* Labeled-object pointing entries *
====
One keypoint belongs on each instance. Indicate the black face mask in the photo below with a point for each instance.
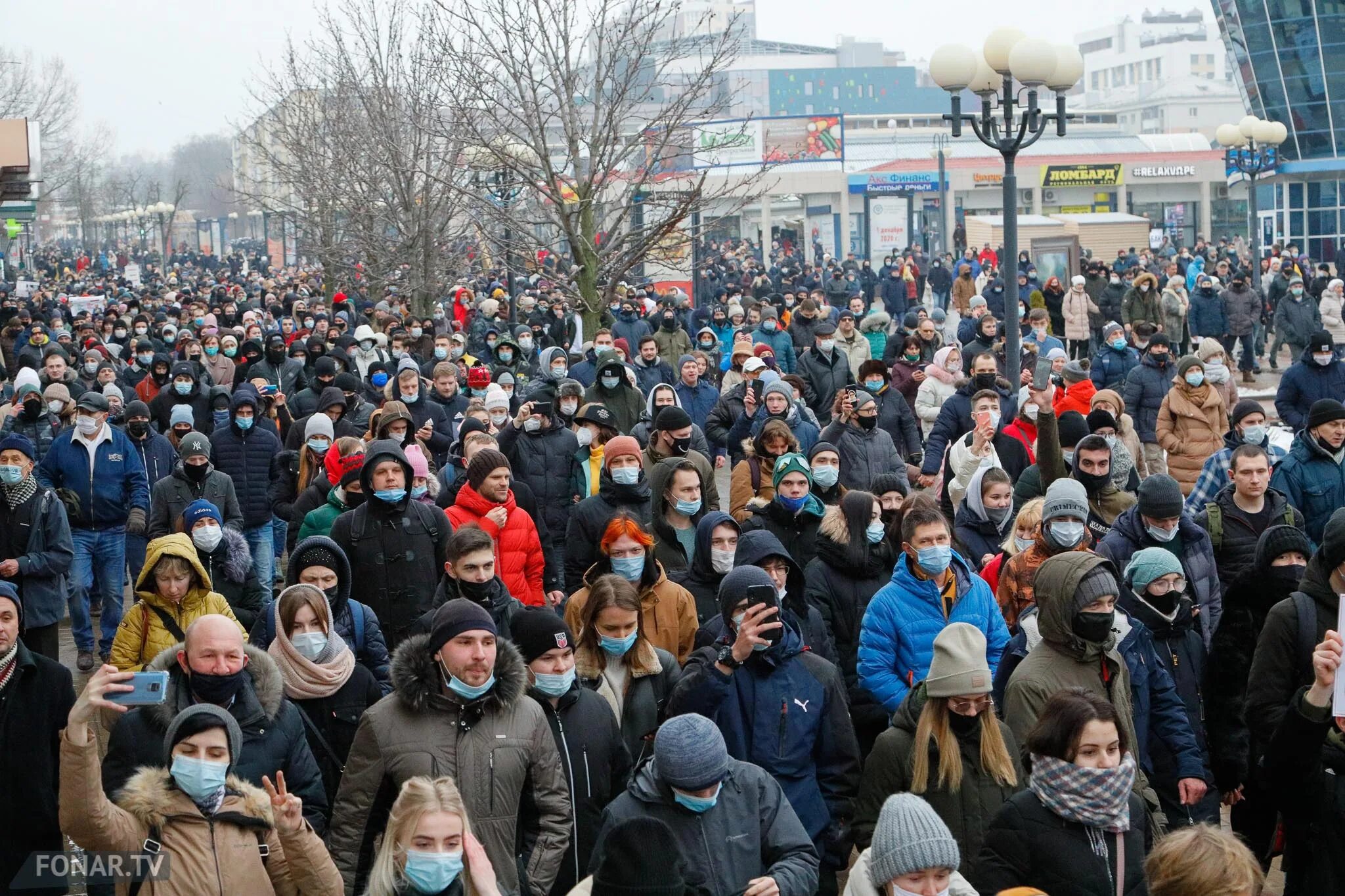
(1093, 626)
(218, 689)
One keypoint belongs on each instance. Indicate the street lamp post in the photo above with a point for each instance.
(1252, 144)
(1007, 54)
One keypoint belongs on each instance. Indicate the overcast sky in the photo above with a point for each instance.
(160, 72)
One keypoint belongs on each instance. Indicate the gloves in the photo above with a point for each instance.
(136, 522)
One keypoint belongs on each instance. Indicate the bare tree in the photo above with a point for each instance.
(583, 117)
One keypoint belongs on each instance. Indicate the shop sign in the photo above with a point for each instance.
(1082, 175)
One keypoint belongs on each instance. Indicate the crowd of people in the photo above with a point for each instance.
(771, 586)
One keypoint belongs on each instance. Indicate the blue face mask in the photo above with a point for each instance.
(554, 685)
(935, 559)
(432, 872)
(618, 647)
(630, 568)
(198, 778)
(697, 803)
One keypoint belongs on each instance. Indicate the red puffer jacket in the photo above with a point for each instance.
(518, 551)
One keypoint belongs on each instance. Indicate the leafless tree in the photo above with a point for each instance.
(580, 116)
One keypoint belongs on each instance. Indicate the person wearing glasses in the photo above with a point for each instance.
(1157, 636)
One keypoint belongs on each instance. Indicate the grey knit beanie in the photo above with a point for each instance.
(689, 753)
(910, 837)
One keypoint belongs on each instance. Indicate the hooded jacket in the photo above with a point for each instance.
(396, 551)
(752, 815)
(493, 746)
(143, 634)
(896, 637)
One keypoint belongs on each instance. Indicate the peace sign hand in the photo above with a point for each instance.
(287, 807)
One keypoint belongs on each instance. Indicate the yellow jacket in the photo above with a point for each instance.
(143, 634)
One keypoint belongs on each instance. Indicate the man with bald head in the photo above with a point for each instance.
(214, 666)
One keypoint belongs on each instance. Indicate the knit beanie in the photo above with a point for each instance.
(200, 509)
(455, 617)
(640, 857)
(217, 716)
(791, 463)
(910, 837)
(537, 630)
(959, 662)
(1064, 498)
(619, 446)
(689, 753)
(192, 444)
(1160, 498)
(1147, 565)
(483, 464)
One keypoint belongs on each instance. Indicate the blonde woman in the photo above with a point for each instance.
(428, 847)
(947, 746)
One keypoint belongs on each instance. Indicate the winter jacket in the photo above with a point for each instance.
(396, 551)
(1304, 383)
(1029, 845)
(273, 733)
(896, 637)
(210, 855)
(967, 812)
(170, 496)
(38, 700)
(45, 559)
(1145, 389)
(1191, 427)
(143, 631)
(495, 746)
(108, 489)
(590, 517)
(1313, 481)
(752, 809)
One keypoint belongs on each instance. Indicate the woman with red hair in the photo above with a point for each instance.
(667, 609)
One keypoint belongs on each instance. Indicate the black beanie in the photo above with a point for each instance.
(537, 630)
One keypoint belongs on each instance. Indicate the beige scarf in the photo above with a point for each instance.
(304, 679)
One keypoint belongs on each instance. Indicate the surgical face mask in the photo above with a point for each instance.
(310, 644)
(554, 685)
(198, 778)
(208, 538)
(825, 476)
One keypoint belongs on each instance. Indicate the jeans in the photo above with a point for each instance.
(100, 559)
(261, 545)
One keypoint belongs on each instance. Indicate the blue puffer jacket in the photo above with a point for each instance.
(896, 637)
(1304, 383)
(1146, 386)
(782, 344)
(245, 456)
(1110, 367)
(785, 711)
(1313, 482)
(108, 490)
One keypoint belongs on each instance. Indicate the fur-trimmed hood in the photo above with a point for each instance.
(417, 677)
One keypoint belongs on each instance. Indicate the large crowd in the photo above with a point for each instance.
(450, 597)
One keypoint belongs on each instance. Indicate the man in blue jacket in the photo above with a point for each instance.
(101, 469)
(931, 586)
(761, 677)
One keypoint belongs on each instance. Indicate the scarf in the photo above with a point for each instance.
(1090, 797)
(305, 679)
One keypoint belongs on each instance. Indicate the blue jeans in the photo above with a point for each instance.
(100, 562)
(261, 545)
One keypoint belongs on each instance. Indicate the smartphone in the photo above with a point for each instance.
(1042, 373)
(766, 594)
(150, 688)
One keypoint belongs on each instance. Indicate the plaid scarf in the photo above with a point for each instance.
(1091, 797)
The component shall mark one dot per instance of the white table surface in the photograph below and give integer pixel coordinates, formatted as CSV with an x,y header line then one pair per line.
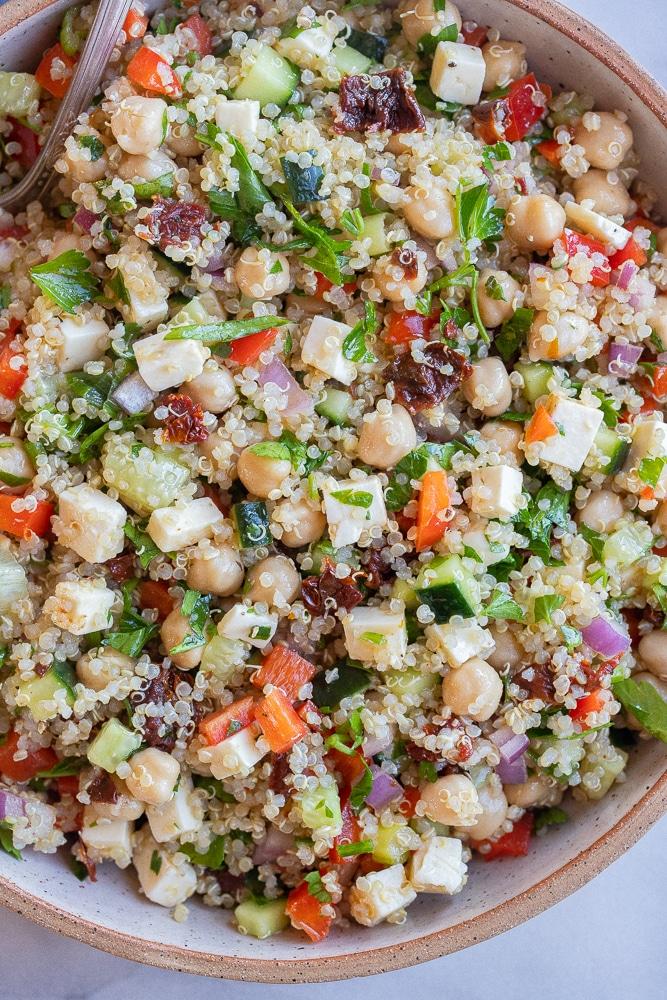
x,y
607,941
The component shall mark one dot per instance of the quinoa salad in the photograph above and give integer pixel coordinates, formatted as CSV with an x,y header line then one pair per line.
x,y
333,467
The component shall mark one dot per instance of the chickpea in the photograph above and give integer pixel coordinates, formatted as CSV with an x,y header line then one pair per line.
x,y
607,145
507,436
652,651
419,17
275,577
138,124
261,274
601,511
451,800
14,461
173,631
214,389
99,667
301,523
507,651
534,222
430,211
492,309
488,389
473,689
221,574
606,191
505,61
261,474
571,332
391,274
153,776
386,438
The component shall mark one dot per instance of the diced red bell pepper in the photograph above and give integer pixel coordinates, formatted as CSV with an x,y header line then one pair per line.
x,y
514,844
22,523
40,759
246,350
220,725
305,913
151,72
48,73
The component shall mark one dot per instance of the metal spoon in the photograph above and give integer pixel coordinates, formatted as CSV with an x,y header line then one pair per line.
x,y
83,87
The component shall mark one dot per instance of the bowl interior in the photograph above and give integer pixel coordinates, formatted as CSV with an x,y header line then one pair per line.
x,y
111,914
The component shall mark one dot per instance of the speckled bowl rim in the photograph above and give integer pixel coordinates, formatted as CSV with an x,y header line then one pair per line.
x,y
512,911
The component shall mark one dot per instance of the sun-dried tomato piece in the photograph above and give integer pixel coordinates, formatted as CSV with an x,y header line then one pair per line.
x,y
391,106
419,385
316,591
175,223
185,422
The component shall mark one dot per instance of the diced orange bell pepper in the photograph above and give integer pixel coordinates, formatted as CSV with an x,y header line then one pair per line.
x,y
540,426
40,759
432,504
22,523
280,724
48,73
305,913
218,726
285,669
151,72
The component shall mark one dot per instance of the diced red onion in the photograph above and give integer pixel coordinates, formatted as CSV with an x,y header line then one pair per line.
x,y
274,844
298,401
384,789
133,395
11,806
623,359
606,637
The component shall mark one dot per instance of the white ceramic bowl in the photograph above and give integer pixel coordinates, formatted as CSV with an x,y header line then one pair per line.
x,y
567,52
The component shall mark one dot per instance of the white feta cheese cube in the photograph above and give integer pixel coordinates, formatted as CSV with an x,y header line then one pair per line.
x,y
183,813
247,623
496,491
323,349
90,522
81,606
374,635
458,73
107,838
438,866
597,225
83,339
236,756
459,643
166,879
166,363
378,895
352,506
186,523
577,426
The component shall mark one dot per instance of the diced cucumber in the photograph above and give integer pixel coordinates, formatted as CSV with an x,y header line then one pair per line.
x,y
320,808
261,918
535,378
146,478
614,449
252,523
628,544
351,680
18,92
113,744
335,406
270,80
37,692
448,589
387,849
350,62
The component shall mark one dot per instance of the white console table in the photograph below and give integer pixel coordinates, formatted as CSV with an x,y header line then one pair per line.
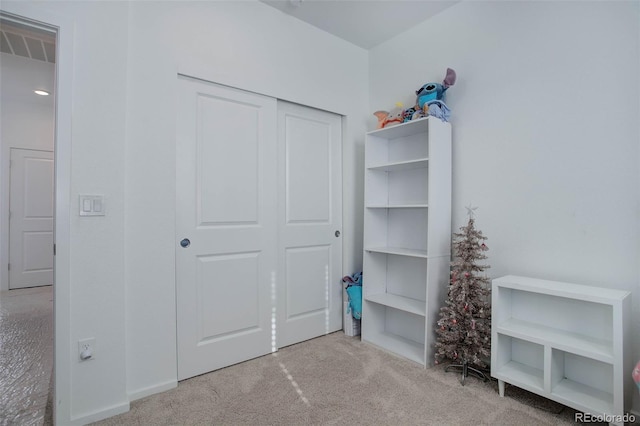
x,y
565,342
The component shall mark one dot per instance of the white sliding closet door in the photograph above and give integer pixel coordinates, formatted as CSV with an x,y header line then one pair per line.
x,y
258,222
226,225
309,223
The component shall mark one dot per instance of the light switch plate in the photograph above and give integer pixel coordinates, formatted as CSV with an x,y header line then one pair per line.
x,y
91,205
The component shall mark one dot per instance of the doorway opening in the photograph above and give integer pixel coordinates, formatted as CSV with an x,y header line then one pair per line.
x,y
27,167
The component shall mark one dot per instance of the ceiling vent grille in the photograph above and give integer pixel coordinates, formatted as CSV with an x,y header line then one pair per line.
x,y
28,44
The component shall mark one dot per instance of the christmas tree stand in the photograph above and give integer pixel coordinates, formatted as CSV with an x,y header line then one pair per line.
x,y
466,370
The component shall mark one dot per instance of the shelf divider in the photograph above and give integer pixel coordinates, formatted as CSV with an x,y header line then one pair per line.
x,y
401,165
413,306
578,344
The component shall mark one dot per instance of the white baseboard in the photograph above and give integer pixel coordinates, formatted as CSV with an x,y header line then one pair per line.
x,y
151,390
101,414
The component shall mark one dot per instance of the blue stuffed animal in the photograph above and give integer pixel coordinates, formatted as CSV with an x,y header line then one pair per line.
x,y
430,98
435,91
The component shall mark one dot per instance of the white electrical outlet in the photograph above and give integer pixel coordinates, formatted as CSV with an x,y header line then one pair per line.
x,y
87,349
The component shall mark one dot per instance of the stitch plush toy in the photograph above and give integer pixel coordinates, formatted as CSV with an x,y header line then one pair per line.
x,y
390,118
430,98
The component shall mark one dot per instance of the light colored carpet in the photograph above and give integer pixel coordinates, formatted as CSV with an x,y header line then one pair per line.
x,y
26,354
338,380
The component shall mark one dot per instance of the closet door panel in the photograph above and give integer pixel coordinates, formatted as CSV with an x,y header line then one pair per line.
x,y
225,225
310,213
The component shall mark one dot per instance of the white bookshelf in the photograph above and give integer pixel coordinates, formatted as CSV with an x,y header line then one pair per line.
x,y
563,341
407,236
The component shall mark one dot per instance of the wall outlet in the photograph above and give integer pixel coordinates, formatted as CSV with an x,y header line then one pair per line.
x,y
87,349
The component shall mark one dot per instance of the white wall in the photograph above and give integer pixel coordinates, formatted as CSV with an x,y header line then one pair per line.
x,y
545,131
90,289
26,121
280,57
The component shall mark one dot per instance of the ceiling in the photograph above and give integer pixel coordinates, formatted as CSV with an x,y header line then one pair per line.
x,y
365,23
28,42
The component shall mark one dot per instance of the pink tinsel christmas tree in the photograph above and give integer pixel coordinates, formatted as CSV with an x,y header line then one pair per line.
x,y
464,327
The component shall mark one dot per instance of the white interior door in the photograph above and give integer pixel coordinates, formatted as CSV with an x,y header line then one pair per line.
x,y
31,218
226,208
309,223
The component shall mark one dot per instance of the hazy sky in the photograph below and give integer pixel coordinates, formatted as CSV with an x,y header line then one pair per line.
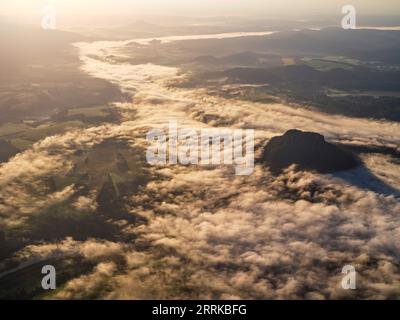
x,y
201,7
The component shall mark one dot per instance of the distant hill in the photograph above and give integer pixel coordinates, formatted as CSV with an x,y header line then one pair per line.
x,y
307,150
7,150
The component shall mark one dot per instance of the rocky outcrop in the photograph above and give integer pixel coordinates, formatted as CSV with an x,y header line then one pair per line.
x,y
307,150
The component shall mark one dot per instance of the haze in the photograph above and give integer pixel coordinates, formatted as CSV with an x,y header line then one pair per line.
x,y
205,7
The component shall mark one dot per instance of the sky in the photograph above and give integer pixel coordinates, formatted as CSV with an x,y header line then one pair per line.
x,y
203,7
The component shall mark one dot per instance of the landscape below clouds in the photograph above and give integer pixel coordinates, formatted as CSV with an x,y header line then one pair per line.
x,y
76,191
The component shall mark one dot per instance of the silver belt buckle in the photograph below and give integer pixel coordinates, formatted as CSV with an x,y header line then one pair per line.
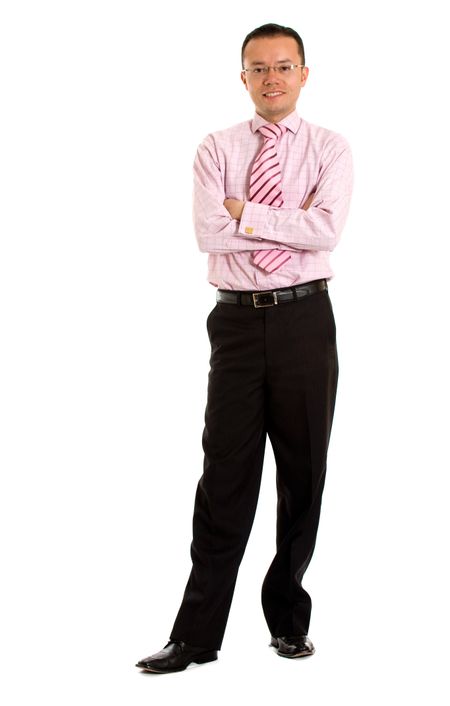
x,y
263,299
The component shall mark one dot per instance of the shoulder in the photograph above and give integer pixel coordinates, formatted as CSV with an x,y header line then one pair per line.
x,y
224,139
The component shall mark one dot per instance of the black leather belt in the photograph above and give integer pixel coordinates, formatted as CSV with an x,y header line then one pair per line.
x,y
272,297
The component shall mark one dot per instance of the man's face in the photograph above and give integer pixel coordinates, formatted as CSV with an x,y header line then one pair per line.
x,y
274,94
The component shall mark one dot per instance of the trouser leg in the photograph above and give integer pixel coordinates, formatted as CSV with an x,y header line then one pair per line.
x,y
227,493
302,378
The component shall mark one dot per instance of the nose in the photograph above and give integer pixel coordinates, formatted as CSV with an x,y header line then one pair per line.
x,y
271,75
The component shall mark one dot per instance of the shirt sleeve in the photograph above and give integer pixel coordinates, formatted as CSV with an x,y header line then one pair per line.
x,y
321,225
215,230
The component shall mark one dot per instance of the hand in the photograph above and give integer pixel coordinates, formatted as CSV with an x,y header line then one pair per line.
x,y
234,208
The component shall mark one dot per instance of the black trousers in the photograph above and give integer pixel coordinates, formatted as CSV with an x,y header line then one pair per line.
x,y
273,372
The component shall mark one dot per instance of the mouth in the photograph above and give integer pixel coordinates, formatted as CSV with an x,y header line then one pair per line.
x,y
273,94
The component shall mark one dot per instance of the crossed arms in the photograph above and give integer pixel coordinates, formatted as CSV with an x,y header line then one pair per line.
x,y
229,225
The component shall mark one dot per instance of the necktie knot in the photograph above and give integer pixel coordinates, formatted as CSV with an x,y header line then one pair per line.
x,y
272,131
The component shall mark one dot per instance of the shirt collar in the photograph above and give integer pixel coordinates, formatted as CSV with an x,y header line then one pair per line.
x,y
292,122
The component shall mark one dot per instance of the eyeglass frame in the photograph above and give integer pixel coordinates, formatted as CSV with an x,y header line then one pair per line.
x,y
264,70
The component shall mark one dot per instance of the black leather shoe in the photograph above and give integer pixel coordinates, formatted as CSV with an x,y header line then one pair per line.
x,y
175,657
300,646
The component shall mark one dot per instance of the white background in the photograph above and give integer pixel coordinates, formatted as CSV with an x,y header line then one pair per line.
x,y
104,355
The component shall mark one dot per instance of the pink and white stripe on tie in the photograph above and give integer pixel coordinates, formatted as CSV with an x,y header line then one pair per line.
x,y
265,187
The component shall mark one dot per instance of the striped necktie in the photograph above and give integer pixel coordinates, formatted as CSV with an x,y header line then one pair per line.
x,y
265,187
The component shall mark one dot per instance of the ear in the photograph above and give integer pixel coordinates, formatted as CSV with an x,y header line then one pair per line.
x,y
305,73
244,79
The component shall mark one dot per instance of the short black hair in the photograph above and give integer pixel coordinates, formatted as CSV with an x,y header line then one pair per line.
x,y
273,30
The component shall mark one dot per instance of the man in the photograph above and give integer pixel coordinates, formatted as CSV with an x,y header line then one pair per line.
x,y
271,198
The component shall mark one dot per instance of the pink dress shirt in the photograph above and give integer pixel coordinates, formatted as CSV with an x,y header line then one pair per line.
x,y
312,158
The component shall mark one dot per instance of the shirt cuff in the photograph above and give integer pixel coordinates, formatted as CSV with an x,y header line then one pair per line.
x,y
253,219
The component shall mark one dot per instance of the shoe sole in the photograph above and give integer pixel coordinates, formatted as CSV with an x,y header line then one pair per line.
x,y
198,660
307,653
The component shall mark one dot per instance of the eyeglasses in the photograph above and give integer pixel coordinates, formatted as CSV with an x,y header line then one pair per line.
x,y
283,69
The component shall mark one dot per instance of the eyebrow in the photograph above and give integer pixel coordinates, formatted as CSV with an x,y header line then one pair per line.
x,y
262,63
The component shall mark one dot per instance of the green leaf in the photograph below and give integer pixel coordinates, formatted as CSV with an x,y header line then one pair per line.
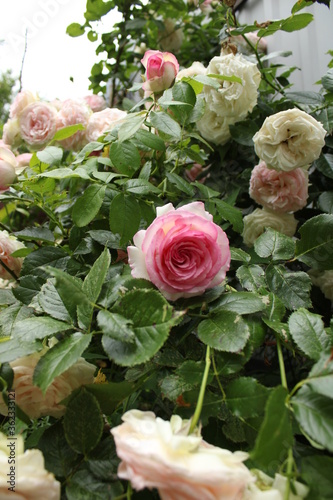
x,y
124,216
125,157
83,422
307,330
314,413
293,288
152,319
245,397
59,358
274,244
315,248
275,435
224,331
87,206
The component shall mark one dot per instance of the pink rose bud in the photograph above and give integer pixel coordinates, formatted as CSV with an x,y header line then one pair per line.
x,y
183,252
161,70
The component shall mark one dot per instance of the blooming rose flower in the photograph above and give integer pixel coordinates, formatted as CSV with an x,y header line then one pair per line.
x,y
101,121
21,101
8,245
182,252
159,454
278,190
161,70
71,113
8,164
38,123
95,102
289,139
31,481
255,224
233,100
30,397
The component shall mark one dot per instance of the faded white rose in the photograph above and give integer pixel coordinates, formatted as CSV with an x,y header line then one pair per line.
x,y
289,139
31,480
256,222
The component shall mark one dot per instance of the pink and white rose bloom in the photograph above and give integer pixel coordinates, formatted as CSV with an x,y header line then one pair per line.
x,y
256,222
289,139
183,252
73,112
31,399
278,190
161,70
37,124
160,454
32,480
8,245
8,164
104,120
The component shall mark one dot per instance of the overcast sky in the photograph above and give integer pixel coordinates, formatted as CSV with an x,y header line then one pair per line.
x,y
52,56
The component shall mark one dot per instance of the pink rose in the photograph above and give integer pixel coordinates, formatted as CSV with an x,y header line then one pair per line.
x,y
102,121
160,454
31,399
38,123
161,70
8,245
7,168
95,102
279,190
183,252
71,113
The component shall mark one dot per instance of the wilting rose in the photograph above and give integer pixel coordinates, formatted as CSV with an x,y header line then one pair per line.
x,y
38,123
161,70
289,139
278,190
8,245
31,399
8,164
160,454
21,101
255,224
95,102
73,112
102,121
31,481
183,252
233,99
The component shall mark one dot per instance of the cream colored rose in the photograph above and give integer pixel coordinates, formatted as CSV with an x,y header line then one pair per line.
x,y
256,222
233,100
28,477
30,397
289,139
160,454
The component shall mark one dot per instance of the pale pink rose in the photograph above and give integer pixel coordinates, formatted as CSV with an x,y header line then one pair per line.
x,y
160,454
8,245
21,101
256,222
31,399
73,112
95,102
183,252
161,70
30,481
38,124
278,190
8,163
101,121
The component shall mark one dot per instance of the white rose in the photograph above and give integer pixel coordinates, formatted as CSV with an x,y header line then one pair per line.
x,y
31,480
289,139
256,222
234,100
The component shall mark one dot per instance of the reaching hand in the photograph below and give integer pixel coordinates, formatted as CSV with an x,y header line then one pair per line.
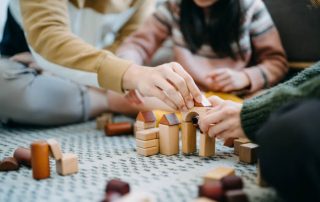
x,y
168,82
227,80
223,120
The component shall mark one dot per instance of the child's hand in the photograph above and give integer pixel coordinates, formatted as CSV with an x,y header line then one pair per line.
x,y
227,80
168,82
223,120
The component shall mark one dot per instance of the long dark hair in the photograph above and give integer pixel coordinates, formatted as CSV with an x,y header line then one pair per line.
x,y
219,29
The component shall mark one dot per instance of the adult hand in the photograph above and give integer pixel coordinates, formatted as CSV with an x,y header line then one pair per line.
x,y
168,82
227,80
223,120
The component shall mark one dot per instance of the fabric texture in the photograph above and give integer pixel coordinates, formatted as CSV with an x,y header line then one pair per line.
x,y
289,142
260,43
27,97
256,111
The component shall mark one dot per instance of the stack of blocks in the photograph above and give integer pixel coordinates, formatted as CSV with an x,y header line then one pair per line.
x,y
147,136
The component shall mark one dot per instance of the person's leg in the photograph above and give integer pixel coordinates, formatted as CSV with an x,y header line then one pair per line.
x,y
290,153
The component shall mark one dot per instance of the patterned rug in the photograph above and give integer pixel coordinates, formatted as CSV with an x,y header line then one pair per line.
x,y
168,178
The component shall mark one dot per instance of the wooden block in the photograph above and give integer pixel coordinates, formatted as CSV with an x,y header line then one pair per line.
x,y
238,142
207,145
114,129
23,156
232,182
211,190
236,196
189,137
248,153
148,151
40,160
67,165
9,164
204,199
117,186
104,119
169,139
229,142
147,144
148,134
55,149
218,173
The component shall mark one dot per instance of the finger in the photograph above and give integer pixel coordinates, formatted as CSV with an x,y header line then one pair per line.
x,y
218,128
182,87
193,88
171,93
162,96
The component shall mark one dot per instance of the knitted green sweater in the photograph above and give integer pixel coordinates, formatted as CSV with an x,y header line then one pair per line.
x,y
256,111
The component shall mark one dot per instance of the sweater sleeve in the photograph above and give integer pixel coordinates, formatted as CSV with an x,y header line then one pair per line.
x,y
256,111
269,54
48,32
142,44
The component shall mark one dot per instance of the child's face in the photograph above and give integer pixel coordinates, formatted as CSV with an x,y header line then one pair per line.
====
* THE EXERCISE *
Write out, word for word, every line from the one containing "The component shall mark one dot per instance of the knitted" through the last line of the records above.

* CORRECT ANSWER *
The component shall mark one dot per instance of the knitted green sweater in the photograph above and give integer pixel coordinates, formatted as CSV with an x,y header line then one pair per line.
x,y
256,111
The component shall mark one dot per instance of the sweater sleeve in the photograph above and give integer pixel coordinates, formatted as CSV with an x,y header line then one pair per line.
x,y
256,111
269,54
48,32
142,44
The component shall mark one dot per instance of the child's face in the photograph above and give integer pixel coordinates, formatted as CSV with an x,y header line then one pair per line.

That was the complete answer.